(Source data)
☆ ☆ ☆ ☆ ☆

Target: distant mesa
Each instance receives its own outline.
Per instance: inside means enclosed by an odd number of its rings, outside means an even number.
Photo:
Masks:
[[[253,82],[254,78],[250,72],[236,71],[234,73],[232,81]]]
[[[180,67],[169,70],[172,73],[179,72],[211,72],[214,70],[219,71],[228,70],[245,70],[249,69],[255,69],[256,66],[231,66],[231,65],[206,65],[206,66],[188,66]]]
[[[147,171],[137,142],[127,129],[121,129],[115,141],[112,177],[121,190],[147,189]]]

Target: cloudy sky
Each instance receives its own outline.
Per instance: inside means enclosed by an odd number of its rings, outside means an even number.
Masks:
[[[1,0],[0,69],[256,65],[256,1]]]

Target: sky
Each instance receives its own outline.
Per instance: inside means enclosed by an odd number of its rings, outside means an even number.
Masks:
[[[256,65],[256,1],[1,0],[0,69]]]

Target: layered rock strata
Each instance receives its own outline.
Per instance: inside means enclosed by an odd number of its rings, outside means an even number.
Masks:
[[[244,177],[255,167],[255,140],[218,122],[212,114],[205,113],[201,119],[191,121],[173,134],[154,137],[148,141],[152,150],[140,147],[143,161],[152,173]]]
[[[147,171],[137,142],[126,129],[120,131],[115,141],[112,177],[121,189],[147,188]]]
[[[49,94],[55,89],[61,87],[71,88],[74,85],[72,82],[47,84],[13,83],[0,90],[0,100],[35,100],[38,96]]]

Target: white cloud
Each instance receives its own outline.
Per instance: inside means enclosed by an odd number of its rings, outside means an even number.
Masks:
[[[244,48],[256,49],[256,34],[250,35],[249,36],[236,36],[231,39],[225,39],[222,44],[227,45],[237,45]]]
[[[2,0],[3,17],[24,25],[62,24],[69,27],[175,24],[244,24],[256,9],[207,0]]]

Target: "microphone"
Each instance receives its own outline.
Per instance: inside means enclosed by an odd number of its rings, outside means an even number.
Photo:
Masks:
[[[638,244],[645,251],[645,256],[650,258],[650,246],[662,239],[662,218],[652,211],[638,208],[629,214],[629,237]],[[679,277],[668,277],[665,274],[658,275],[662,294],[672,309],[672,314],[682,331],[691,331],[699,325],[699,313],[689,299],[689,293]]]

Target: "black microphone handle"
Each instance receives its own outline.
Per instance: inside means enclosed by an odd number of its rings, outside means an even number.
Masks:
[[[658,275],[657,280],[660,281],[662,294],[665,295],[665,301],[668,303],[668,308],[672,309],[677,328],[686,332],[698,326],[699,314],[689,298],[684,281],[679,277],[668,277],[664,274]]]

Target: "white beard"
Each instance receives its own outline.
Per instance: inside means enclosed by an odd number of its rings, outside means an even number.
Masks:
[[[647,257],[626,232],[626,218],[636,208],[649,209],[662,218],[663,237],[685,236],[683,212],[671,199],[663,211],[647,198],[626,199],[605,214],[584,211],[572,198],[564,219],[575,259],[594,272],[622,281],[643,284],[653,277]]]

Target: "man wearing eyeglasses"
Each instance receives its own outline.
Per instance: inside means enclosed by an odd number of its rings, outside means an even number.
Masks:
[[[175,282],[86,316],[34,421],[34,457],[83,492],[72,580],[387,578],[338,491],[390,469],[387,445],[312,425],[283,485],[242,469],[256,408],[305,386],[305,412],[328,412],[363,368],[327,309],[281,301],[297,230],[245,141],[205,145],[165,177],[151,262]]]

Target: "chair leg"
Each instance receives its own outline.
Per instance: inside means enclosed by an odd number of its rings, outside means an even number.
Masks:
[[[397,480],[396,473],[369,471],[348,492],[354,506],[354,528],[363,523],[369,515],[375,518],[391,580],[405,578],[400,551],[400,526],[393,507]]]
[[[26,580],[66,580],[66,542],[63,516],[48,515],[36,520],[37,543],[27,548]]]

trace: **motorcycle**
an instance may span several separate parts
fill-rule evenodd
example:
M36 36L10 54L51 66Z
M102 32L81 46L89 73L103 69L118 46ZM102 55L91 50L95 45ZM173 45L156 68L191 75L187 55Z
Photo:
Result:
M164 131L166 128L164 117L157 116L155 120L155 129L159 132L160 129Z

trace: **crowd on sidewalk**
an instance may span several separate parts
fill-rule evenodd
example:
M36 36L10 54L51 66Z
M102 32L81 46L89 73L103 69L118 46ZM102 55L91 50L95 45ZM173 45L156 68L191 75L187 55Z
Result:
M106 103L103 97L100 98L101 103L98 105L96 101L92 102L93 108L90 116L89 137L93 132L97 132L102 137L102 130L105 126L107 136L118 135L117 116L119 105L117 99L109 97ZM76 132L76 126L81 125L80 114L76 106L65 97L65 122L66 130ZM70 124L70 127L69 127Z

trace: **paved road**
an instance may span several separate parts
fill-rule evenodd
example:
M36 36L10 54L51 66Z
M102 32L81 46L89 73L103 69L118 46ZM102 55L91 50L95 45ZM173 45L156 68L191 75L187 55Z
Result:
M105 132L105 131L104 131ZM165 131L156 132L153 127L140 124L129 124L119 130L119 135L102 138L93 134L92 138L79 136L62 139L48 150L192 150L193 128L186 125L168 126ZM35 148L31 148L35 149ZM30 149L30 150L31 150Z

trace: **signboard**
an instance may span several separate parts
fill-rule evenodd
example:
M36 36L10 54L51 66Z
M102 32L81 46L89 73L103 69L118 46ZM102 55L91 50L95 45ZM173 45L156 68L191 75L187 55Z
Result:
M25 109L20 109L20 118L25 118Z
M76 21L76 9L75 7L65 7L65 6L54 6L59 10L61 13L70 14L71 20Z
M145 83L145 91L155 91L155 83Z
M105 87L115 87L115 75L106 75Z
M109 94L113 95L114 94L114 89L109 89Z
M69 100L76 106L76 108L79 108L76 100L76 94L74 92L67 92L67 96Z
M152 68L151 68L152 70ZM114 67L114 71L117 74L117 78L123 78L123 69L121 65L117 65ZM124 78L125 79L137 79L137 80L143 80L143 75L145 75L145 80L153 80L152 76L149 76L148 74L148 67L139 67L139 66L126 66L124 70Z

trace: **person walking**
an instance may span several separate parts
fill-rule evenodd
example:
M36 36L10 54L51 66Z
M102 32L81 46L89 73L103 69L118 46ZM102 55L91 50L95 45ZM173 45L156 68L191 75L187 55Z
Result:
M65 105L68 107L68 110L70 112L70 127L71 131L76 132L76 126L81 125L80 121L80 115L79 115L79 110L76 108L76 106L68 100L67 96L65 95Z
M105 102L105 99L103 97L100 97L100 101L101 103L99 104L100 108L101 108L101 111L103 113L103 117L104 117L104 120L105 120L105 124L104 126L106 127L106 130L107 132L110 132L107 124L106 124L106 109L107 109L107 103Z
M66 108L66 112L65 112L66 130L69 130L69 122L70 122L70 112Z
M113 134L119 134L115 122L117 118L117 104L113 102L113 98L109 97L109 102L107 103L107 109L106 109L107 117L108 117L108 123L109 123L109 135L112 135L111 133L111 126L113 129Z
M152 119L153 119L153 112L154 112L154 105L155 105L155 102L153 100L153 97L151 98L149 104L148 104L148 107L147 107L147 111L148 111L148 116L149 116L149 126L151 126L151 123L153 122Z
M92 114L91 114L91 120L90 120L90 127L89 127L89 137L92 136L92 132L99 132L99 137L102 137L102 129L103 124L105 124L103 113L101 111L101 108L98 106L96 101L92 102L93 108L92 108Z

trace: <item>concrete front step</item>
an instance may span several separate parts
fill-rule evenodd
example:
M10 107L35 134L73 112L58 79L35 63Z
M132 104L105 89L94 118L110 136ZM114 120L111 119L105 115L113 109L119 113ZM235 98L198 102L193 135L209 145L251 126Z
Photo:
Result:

☆ ☆ ☆ ☆ ☆

■ OBJECTIVE: Write out all the items above again, switching each "Target" to "Category" and leaving everything else unchanged.

■ PROBLEM SOLUTION:
Category: distant mesa
Each instance receives its own outline.
Per instance: inside means enclosed by an odd number of its rings, outside means an even number.
Photo:
Masks:
[[[253,82],[254,78],[250,72],[236,71],[234,73],[232,81]]]
[[[180,67],[169,70],[172,73],[179,72],[211,72],[214,70],[219,71],[228,70],[245,70],[249,69],[255,69],[256,66],[231,66],[231,65],[206,65],[206,66],[188,66]]]
[[[147,171],[137,142],[127,129],[121,129],[115,141],[112,177],[121,190],[147,189]]]

Category: cloudy sky
Each instance receives its own outline.
Per instance: inside means enclosed by an odd number of its rings, outside means an even number.
Masks:
[[[1,0],[0,69],[256,65],[256,1]]]

Category: sky
Each instance receives its own outline.
Per instance: inside means enclosed by an odd number of its rings, outside means an even number.
Masks:
[[[256,65],[256,1],[1,0],[0,69]]]

Category: layered rock strata
Each instance receives its own outline.
Per instance: inside means enclosed by an odd number of its rings, outside means an even number.
Masks:
[[[244,177],[255,167],[255,140],[218,122],[212,114],[205,113],[201,119],[191,121],[173,134],[154,137],[148,141],[152,150],[140,147],[143,161],[152,173]]]
[[[147,171],[137,142],[126,129],[120,131],[115,141],[112,177],[121,189],[147,188]]]
[[[49,94],[55,89],[61,87],[71,88],[74,85],[72,82],[47,84],[13,83],[0,90],[0,100],[35,100],[38,96]]]

Category: white cloud
Each instance receives its own outline.
Per instance: inside means enclosed by an odd number of its rings, outside means an even number.
Masks:
[[[244,48],[256,49],[256,34],[250,35],[249,36],[236,36],[231,39],[225,39],[222,44],[227,45],[237,45]]]
[[[2,0],[3,17],[24,25],[62,24],[69,27],[175,24],[244,24],[256,9],[207,0]]]

Category: "microphone"
Each instance receives its own outline.
Per instance: inside means enclosed by an odd number of its rings, outside means an even number.
Photo:
Masks:
[[[638,244],[645,251],[645,256],[650,258],[650,246],[662,239],[662,218],[652,211],[638,208],[629,214],[629,237]],[[679,277],[668,277],[665,274],[658,275],[662,294],[672,309],[672,314],[682,331],[691,331],[699,325],[699,313],[689,299],[689,293]]]

Category: "black microphone handle"
Each instance receives its own outline.
Per instance: inside means enclosed by an odd number of its rings, outside means an even number.
Masks:
[[[658,275],[657,280],[660,281],[662,294],[665,295],[665,301],[668,303],[668,308],[672,309],[677,328],[686,332],[698,326],[699,314],[689,298],[684,281],[679,277],[668,277],[664,274]]]

Category: "white beard"
Each instance receives its own outline.
Per instance: inside means enclosed by an odd number of its rings, outside means an even number.
Masks:
[[[647,257],[626,232],[626,218],[636,208],[649,209],[662,218],[663,237],[685,236],[683,212],[671,199],[663,211],[647,198],[626,199],[605,214],[584,211],[572,198],[564,219],[575,259],[594,272],[622,281],[643,284],[653,277]]]

Category: "man wearing eyeglasses"
Each instance receives its own outline.
Per instance: inside means enclosed by an odd number of its rings, outside means an even number.
Masks:
[[[175,282],[86,316],[34,421],[34,457],[83,492],[72,580],[387,578],[338,491],[390,469],[387,445],[312,425],[283,485],[242,469],[256,408],[305,386],[305,412],[328,412],[363,368],[327,309],[281,301],[297,230],[245,141],[205,145],[165,177],[151,262]]]

Category: "chair leg"
Each instance receives its own outline.
Per instance: inside means enclosed by an odd number of its rings, outside means an even number.
Masks:
[[[397,480],[396,473],[369,471],[348,492],[354,506],[354,528],[363,523],[369,515],[375,518],[391,580],[405,578],[400,551],[400,526],[393,507]]]
[[[26,580],[66,580],[66,542],[63,516],[48,515],[36,520],[37,543],[27,548]]]

trace: **motorcycle**
an instance may span several separate parts
fill-rule evenodd
example:
M36 36L10 54L51 66Z
M102 32L81 46L89 73L103 69L118 46ZM102 55L91 50L95 45ZM173 45L156 68L191 75L187 55Z
Photo:
Result:
M164 131L166 128L164 117L157 116L155 120L155 129L159 132L160 129Z

trace: **crowd on sidewalk**
an instance may span several separate parts
fill-rule evenodd
example:
M36 36L10 54L51 66Z
M102 32L81 46L89 73L103 69L118 46ZM102 55L91 50L95 45ZM173 45L156 68L191 75L187 55Z
Result:
M106 103L103 97L100 98L101 103L98 105L96 101L92 102L93 108L90 116L89 137L93 132L97 132L102 137L102 130L105 126L107 136L118 135L117 116L119 105L117 99L109 97ZM76 132L76 126L81 125L80 114L76 106L65 97L65 122L66 130ZM70 124L70 127L69 127Z

trace: **paved road**
an instance may span several separate parts
fill-rule evenodd
example:
M36 36L10 54L51 66Z
M102 32L81 46L89 73L103 69L118 46ZM102 55L91 50L95 45ZM173 45L156 68L191 75L187 55Z
Result:
M105 132L105 131L104 131ZM165 131L156 132L153 127L140 124L129 124L119 130L119 135L102 138L93 134L92 138L79 136L62 139L48 150L192 150L193 128L186 125L168 126ZM35 148L31 148L35 149ZM30 149L30 150L31 150Z

trace: **signboard**
an instance may span several separate parts
fill-rule evenodd
example:
M36 36L10 54L51 66Z
M102 32L81 46L89 73L103 69L118 46ZM102 55L91 50L95 45ZM173 45L156 68L191 75L187 55Z
Result:
M25 109L20 109L20 118L25 118Z
M76 21L76 9L75 7L65 7L65 6L54 6L59 10L61 13L70 14L71 20Z
M145 83L145 91L155 91L155 83Z
M105 87L115 87L115 75L106 75Z
M109 94L113 95L114 94L114 89L109 89Z
M69 100L76 106L76 108L79 108L76 100L76 94L74 92L67 92L67 96Z
M152 68L151 68L152 70ZM114 67L114 71L117 74L117 78L123 78L123 69L121 65L117 65ZM124 78L125 79L137 79L137 80L143 80L143 75L145 75L145 80L153 80L152 76L149 76L148 74L148 67L139 67L139 66L126 66L124 70Z

trace: **person walking**
an instance may span several separate parts
fill-rule evenodd
example:
M36 36L10 54L51 66Z
M102 32L81 46L89 73L103 69L118 46ZM102 55L91 50L95 45ZM173 45L156 68L191 75L187 55Z
Result:
M65 105L68 107L68 110L70 112L70 127L71 131L76 132L76 126L81 125L80 121L80 115L79 115L79 110L76 108L76 106L68 100L67 96L65 95Z
M105 102L105 99L103 97L100 97L100 101L101 103L99 104L100 108L101 108L101 111L103 113L103 117L104 117L104 120L105 120L105 124L104 126L106 127L106 130L107 132L110 132L107 124L106 124L106 109L107 109L107 103Z
M66 108L66 112L65 112L66 130L69 130L69 122L70 122L70 112Z
M113 134L119 134L115 122L117 118L117 104L113 102L113 98L109 97L109 102L107 103L107 109L106 109L107 117L108 117L108 123L109 123L109 135L112 135L111 133L111 126L113 129Z
M152 119L153 119L153 112L154 112L154 105L155 105L155 102L153 100L153 97L151 98L149 104L148 104L148 107L147 107L147 111L148 111L148 116L149 116L149 126L151 126L151 123L153 122Z
M92 114L91 114L91 120L90 120L90 127L89 127L89 137L92 136L92 132L99 132L99 137L102 137L102 129L103 124L105 124L103 113L101 111L101 108L98 106L96 101L92 102L93 108L92 108Z

trace: <item>concrete front step</item>
an instance may span several separate parts
fill-rule evenodd
example:
M10 107L35 134L73 112L58 79L35 63Z
M132 104L105 89L94 118L110 136ZM114 120L111 119L105 115L113 109L119 113ZM235 98L198 102L193 135L209 145L251 126Z
Photo:
Result:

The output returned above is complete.